» Supplied material:
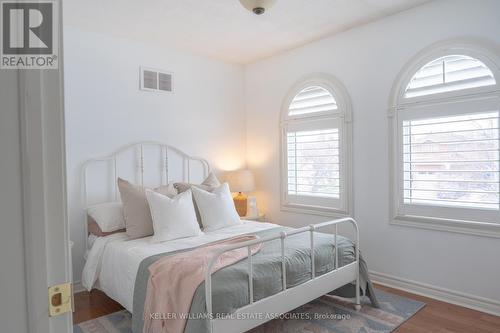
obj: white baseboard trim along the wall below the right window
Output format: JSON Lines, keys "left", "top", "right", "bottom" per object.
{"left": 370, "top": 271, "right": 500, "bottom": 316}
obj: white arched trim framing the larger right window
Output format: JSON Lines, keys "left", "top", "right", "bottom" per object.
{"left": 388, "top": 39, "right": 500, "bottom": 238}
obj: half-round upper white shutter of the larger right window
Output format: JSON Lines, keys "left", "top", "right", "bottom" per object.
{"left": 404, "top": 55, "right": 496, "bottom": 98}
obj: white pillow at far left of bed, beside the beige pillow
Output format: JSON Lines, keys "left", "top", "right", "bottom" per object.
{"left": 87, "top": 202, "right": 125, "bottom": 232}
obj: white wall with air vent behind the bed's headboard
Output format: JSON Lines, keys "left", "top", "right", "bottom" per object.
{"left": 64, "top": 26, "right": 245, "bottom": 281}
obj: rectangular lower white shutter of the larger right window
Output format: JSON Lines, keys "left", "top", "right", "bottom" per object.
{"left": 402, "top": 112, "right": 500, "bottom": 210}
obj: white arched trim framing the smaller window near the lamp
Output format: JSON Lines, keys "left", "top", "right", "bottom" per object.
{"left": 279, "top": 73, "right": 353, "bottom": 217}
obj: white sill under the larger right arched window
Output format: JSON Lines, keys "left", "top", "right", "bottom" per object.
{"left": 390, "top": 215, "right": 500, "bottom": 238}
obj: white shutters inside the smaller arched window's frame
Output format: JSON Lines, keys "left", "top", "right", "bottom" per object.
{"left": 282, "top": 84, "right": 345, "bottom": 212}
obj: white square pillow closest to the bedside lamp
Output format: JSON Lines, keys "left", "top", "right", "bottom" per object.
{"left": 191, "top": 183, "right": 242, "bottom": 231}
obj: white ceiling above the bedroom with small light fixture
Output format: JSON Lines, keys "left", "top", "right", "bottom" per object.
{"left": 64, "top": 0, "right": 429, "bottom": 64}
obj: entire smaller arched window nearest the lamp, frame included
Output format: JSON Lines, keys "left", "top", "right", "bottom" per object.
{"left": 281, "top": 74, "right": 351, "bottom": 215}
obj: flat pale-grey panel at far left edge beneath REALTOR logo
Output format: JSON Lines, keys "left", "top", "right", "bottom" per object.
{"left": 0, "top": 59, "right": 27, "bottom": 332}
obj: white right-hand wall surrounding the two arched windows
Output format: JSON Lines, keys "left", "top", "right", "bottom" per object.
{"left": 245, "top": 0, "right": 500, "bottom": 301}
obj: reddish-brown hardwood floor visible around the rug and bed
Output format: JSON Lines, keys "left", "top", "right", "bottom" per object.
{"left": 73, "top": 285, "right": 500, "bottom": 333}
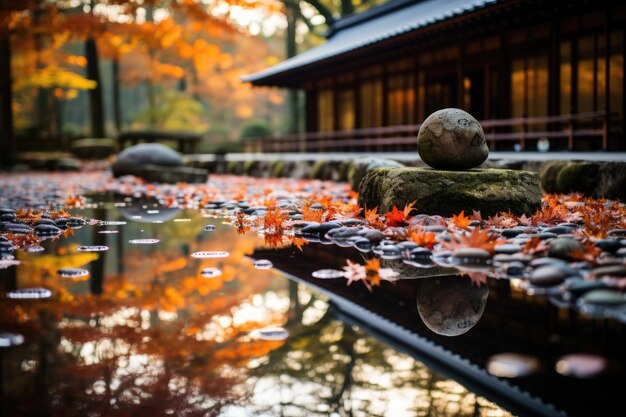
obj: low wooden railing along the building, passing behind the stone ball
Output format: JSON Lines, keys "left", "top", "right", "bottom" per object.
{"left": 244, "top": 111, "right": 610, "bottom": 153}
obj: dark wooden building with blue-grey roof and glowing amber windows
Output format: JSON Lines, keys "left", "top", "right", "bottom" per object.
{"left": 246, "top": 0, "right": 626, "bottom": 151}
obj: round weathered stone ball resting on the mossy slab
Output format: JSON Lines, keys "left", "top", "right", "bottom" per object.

» What needs to be done: Copy every line of the material in which the word "smaller" occurs.

» Result of the exercise:
obj: white arched trim framing the smaller window near the lamp
obj: white shutters inside the smaller arched window's frame
obj: entire smaller arched window nearest the lamp, frame included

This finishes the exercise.